■ EXERCISE GOAL:
Lay out every line of the records below as a Markdown table with the columns No. and Entry, numbering the rows in order, skipping blank lines, and leaving out the pictures.

┌────────

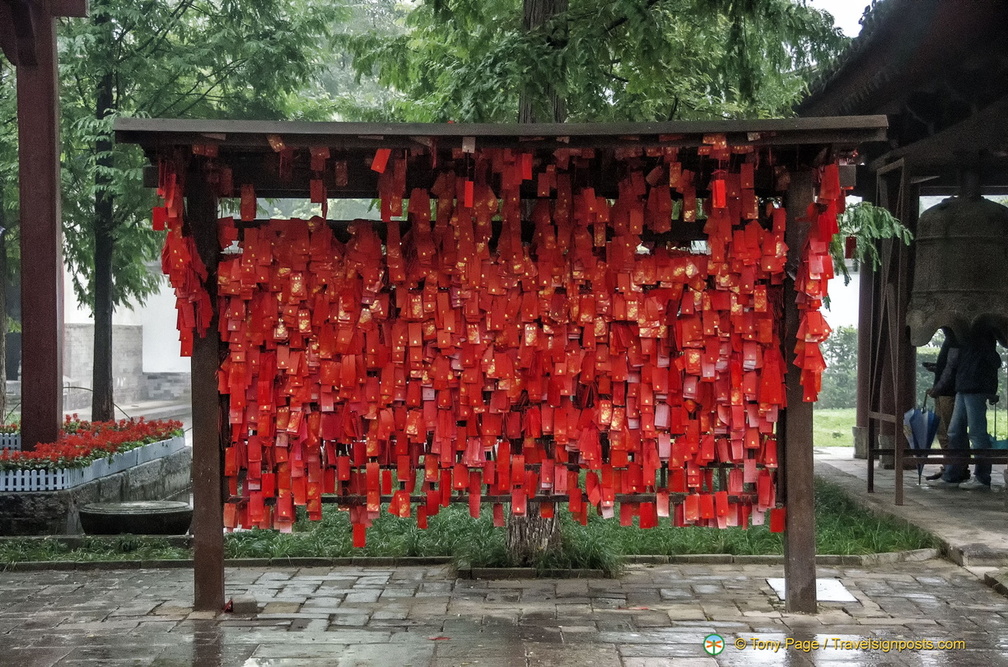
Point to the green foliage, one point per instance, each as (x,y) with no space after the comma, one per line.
(869,225)
(833,427)
(183,58)
(840,380)
(629,59)
(842,527)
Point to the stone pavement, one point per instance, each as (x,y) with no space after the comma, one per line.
(653,616)
(972,525)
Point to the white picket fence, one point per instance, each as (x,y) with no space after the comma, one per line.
(58,480)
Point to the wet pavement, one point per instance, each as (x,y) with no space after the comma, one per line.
(654,615)
(908,613)
(972,525)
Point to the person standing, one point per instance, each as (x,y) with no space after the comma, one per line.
(943,389)
(976,383)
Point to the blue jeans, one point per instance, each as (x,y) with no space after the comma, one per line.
(969,415)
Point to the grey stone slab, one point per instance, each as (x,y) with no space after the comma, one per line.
(32,657)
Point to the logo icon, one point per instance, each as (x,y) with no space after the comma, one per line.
(714,644)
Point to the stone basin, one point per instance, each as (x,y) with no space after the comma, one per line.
(137,518)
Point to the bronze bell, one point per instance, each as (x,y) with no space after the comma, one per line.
(961,274)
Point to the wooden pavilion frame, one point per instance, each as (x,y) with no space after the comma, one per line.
(936,68)
(248,148)
(28,39)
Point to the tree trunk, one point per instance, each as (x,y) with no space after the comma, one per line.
(102,406)
(3,310)
(531,536)
(552,109)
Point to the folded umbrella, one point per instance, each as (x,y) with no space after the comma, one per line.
(920,425)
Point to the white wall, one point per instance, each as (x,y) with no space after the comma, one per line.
(157,316)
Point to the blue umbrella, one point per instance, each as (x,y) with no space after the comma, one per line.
(920,425)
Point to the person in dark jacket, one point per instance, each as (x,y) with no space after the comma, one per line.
(943,390)
(976,383)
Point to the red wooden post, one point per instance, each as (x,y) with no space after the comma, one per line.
(27,35)
(41,238)
(796,435)
(208,420)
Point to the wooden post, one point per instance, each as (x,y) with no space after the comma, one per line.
(866,305)
(796,431)
(208,453)
(41,238)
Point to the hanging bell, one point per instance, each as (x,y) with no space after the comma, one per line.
(961,271)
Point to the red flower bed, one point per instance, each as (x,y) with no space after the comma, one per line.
(85,441)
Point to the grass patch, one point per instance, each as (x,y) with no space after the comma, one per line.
(832,427)
(87,549)
(842,527)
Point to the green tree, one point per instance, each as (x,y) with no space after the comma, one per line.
(607,60)
(840,380)
(182,58)
(8,210)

└────────

■ WORKED SOLUTION:
| No. | Entry |
|---|---|
| 1 | Point to the green foliage, one point per instance, each as (x,y) with no space after the comma, one per line. |
| 2 | (869,225) |
| 3 | (833,427) |
| 4 | (183,58) |
| 5 | (840,380) |
| 6 | (629,59) |
| 7 | (842,527) |
| 8 | Point to the stone pavement, one point per instance, each as (x,y) with no space after the comma, one per line. |
| 9 | (653,616) |
| 10 | (972,525) |
| 11 | Point to the white picket fence, one point per instance, each as (x,y) with no space after the comma, one per line. |
| 12 | (58,480) |
| 13 | Point to the wet pavement, one point per instance, each as (x,y) with no space after the comma, one per line. |
| 14 | (654,615) |
| 15 | (908,613) |
| 16 | (972,525) |
| 17 | Point to the person standing, one point per instance, each as (x,y) with no space after the comma, one per line. |
| 18 | (943,389) |
| 19 | (976,383) |
| 20 | Point to the blue jeans, one point per instance, each as (x,y) with no space after the comma, one per line. |
| 21 | (969,415) |
| 22 | Point to the grey stone slab, one point per instance, each as (x,y) with no space after the comma, one per line. |
| 23 | (32,657) |
| 24 | Point to the logo icon, one point per instance, each as (x,y) with no space after the comma, one per line. |
| 25 | (714,644) |
| 26 | Point to the stone basin, one point per instance, each as (x,y) with no space after the comma, one per line. |
| 27 | (137,518) |
| 28 | Point to the bronze bell, one point per instance, each as (x,y) with no space after the comma, one per line. |
| 29 | (961,274) |
| 30 | Point to the wooden pavilion frame, one point per instance, each as (x,y) with no space after the comma, one per line. |
| 31 | (936,68) |
| 32 | (248,148) |
| 33 | (28,39) |
| 34 | Point to the tree trunk, one point per instance, each as (x,y) with no space after the comma, one per line. |
| 35 | (102,406) |
| 36 | (3,310) |
| 37 | (531,536) |
| 38 | (552,109) |
| 39 | Point to the folded umbrella, one point per instance, each as (x,y) with no space after the comma, one per line. |
| 40 | (920,425) |
| 41 | Point to the white wall, one point per instance, each as (x,y) with no space after the comma, one per line. |
| 42 | (157,316) |
| 43 | Point to the blue umbrella, one point per instance, each as (x,y) with no space after the comma, one per line. |
| 44 | (920,425) |
| 45 | Point to the person in dark jacket, one point per instance, each as (x,y) with no space after the comma, one per line. |
| 46 | (943,390) |
| 47 | (976,383) |
| 48 | Point to the red wooden post, one point per instance, each as (x,y) with no space after the comma, one per line. |
| 49 | (27,35) |
| 50 | (41,238) |
| 51 | (796,435) |
| 52 | (208,420) |
| 53 | Point to the wooden post, one point per instance, each as (x,y) with no space after the comma, one per line. |
| 54 | (866,305) |
| 55 | (796,431) |
| 56 | (208,453) |
| 57 | (41,238) |
| 58 | Point to the hanging bell, one point per instance, each as (x,y) with no space after the comma, one per line. |
| 59 | (961,271) |
| 60 | Point to the red flower bed, one point per instance, each as (x,y) with no space after the comma, one per line. |
| 61 | (85,441) |
| 62 | Point to the grass patch, one point per instance, each as (x,y) with no space after the comma, one per line. |
| 63 | (832,427) |
| 64 | (87,549) |
| 65 | (842,527) |
| 66 | Point to the green tree, one point per instance, each as (x,y) with no space after the comma, one per line. |
| 67 | (607,60) |
| 68 | (840,380) |
| 69 | (182,58) |
| 70 | (8,210) |